Requirement
Could you print, exactly as they stand, the lines from the one holding "the van wheel." to the end of the data below, and nothing more?
_ _ _ _ _ _ _
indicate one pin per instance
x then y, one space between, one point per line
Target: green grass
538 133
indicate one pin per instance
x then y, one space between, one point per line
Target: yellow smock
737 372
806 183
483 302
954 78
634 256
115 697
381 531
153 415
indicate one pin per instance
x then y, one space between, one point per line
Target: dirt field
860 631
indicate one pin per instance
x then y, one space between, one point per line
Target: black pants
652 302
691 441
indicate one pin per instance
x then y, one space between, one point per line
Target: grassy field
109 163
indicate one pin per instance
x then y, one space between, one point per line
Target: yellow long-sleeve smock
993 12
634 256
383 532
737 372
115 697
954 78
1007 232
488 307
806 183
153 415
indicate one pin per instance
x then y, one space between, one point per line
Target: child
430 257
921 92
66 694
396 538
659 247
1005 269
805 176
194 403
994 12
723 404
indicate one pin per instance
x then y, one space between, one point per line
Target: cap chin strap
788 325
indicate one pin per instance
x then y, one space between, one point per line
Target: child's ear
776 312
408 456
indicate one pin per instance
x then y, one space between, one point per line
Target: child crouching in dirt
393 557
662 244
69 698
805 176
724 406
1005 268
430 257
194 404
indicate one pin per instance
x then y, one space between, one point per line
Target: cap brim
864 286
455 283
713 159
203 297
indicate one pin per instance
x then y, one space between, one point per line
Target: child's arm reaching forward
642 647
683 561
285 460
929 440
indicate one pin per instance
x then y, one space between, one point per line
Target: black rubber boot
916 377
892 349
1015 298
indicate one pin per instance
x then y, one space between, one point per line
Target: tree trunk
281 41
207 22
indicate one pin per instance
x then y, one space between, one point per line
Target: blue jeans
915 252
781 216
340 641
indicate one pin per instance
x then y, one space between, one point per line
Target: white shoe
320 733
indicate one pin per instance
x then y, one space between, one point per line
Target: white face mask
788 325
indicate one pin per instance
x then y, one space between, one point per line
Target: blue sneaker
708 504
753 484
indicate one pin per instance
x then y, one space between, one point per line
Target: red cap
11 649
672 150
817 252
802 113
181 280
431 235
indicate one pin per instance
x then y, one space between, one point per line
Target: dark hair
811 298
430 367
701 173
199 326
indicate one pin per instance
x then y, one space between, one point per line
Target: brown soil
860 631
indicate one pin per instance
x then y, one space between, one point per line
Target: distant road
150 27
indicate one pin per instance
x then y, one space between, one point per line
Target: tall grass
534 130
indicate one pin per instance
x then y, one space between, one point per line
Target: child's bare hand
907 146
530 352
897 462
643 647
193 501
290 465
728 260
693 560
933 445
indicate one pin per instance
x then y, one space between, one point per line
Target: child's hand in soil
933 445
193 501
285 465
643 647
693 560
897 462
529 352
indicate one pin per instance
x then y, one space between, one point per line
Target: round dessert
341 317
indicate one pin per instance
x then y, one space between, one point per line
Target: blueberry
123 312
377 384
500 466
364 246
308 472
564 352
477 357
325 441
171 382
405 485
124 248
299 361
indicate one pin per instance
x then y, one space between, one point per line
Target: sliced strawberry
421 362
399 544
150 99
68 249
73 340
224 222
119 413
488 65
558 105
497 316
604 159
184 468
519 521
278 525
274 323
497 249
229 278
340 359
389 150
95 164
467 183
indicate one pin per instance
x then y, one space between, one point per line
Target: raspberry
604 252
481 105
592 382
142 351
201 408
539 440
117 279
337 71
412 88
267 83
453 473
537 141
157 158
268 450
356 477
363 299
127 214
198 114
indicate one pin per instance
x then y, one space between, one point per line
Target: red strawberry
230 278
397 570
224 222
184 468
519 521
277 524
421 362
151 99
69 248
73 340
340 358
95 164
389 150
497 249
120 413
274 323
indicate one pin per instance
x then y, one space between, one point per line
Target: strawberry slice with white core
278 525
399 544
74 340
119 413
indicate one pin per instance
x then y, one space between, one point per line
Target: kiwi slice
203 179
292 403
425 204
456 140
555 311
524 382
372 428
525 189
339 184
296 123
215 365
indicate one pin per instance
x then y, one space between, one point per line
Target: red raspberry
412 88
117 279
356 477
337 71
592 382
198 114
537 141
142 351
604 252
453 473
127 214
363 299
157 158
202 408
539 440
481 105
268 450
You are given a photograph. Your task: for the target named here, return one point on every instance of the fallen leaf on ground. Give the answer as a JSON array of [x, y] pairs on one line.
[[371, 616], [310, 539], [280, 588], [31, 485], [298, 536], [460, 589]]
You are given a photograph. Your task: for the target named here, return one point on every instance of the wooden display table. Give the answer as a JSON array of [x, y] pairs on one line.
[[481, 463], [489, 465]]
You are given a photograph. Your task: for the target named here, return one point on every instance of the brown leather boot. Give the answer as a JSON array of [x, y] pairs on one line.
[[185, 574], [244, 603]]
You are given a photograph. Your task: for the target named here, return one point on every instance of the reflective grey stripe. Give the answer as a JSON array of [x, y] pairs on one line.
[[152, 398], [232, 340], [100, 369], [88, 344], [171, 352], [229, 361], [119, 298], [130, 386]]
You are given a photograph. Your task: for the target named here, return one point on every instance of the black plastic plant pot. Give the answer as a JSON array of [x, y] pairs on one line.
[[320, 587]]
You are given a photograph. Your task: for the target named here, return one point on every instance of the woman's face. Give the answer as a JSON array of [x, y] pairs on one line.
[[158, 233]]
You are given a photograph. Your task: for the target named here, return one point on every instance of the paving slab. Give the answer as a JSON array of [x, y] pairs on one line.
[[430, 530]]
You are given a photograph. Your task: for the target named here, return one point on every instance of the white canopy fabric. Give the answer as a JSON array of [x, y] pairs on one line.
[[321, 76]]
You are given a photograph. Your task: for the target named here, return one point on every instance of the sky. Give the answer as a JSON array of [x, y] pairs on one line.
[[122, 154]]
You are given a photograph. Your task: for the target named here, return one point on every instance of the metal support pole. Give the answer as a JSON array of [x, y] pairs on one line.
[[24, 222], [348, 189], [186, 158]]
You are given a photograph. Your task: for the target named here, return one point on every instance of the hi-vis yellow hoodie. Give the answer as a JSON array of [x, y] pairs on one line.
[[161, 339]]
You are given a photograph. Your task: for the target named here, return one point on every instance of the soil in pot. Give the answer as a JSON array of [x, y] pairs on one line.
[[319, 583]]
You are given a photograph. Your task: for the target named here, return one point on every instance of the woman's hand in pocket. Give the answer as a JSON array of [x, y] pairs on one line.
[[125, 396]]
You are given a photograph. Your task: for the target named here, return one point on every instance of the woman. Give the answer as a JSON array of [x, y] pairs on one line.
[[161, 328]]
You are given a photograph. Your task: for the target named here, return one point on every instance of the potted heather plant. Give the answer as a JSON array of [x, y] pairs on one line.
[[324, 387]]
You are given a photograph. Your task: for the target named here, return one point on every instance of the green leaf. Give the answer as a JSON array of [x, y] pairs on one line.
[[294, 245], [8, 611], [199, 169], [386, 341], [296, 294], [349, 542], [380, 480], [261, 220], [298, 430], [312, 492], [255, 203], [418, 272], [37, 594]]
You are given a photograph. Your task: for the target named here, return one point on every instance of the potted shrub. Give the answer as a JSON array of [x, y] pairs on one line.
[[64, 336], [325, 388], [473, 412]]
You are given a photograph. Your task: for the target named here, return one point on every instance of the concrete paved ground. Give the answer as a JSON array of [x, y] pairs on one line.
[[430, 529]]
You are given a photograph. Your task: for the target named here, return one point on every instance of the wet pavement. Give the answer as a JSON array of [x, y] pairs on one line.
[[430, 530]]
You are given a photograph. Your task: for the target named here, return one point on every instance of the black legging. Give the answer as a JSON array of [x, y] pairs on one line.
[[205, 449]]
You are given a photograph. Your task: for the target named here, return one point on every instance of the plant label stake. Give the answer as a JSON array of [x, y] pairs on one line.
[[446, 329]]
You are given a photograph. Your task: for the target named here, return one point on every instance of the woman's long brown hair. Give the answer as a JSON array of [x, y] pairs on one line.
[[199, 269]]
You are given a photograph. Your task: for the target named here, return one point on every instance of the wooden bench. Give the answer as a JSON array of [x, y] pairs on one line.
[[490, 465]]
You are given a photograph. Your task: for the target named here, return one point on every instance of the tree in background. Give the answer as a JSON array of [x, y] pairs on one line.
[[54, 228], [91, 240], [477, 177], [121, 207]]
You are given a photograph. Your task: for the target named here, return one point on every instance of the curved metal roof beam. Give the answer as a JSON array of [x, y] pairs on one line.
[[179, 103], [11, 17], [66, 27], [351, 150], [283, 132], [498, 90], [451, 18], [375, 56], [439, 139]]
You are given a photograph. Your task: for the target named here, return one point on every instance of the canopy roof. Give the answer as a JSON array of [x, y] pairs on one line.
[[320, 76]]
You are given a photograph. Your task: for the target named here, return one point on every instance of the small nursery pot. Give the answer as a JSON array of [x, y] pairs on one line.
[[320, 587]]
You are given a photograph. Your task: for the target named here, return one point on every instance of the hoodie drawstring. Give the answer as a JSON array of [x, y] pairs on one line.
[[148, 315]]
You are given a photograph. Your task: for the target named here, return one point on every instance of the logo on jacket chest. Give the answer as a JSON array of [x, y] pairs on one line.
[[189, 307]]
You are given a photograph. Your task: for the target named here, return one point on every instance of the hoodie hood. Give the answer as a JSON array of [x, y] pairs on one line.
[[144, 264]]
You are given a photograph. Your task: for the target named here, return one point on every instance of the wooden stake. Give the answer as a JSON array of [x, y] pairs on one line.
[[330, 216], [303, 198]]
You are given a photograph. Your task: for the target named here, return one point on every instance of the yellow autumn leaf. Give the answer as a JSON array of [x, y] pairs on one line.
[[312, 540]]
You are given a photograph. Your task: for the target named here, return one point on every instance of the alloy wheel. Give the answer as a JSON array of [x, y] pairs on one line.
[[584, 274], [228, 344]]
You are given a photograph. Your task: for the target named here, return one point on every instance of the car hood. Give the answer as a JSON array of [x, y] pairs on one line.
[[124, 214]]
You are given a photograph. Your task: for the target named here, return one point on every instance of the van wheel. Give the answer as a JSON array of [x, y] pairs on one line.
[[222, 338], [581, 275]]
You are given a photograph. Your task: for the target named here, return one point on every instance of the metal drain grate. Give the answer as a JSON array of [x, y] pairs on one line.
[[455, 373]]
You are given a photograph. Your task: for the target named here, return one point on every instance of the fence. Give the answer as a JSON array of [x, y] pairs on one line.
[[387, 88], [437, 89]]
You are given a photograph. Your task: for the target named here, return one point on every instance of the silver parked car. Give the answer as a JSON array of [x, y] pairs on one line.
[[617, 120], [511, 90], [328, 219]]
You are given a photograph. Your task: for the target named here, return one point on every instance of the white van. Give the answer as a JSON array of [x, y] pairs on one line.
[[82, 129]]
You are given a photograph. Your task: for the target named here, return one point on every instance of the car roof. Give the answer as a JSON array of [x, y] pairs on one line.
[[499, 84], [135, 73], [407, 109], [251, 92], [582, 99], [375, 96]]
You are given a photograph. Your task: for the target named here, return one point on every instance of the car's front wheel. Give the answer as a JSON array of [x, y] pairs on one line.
_ _ _ _ _ _ _
The answer
You are given a photograph. Your task: for the target named here, return one point on every instance of the van wheel. Give the answer as a JSON array of [x, y] pairs on one line.
[[222, 338], [581, 275]]
You are given a photograph. Your task: for the target named here, return one point on every instance of the metal drain grate. Give the answer as a JSON array of [x, y] pairs on one line.
[[455, 373]]
You are given a photograph. Your task: for the target named here, return one point on every instance of the fence. Give the answer as a JSON array of [x, y] pairs on one line.
[[387, 88], [437, 89]]
You are given a photograph. Your task: for the target named here, return one point on every instance of the silver parked car. Give the answer as a JSON array of [x, y] pairs on one line.
[[617, 120], [511, 90], [328, 219]]
You are given a photograph. Your task: for the target named here, return one point on every instance of the white van. Give the answer as a JSON array of [x, y] pairs on one line.
[[82, 129]]
You are given a photograph. Your task: for the target named here, return one point on every instance of the car roof. Give the answer as a JSON array of [x, y] pairs on one line.
[[499, 84], [135, 73], [407, 109], [251, 92], [582, 99], [375, 96]]
You are given a photograph. Your task: for the target named here, return one point on every instance of the car's front wheel. Give the answer as a JSON array of [x, y] pairs on one line.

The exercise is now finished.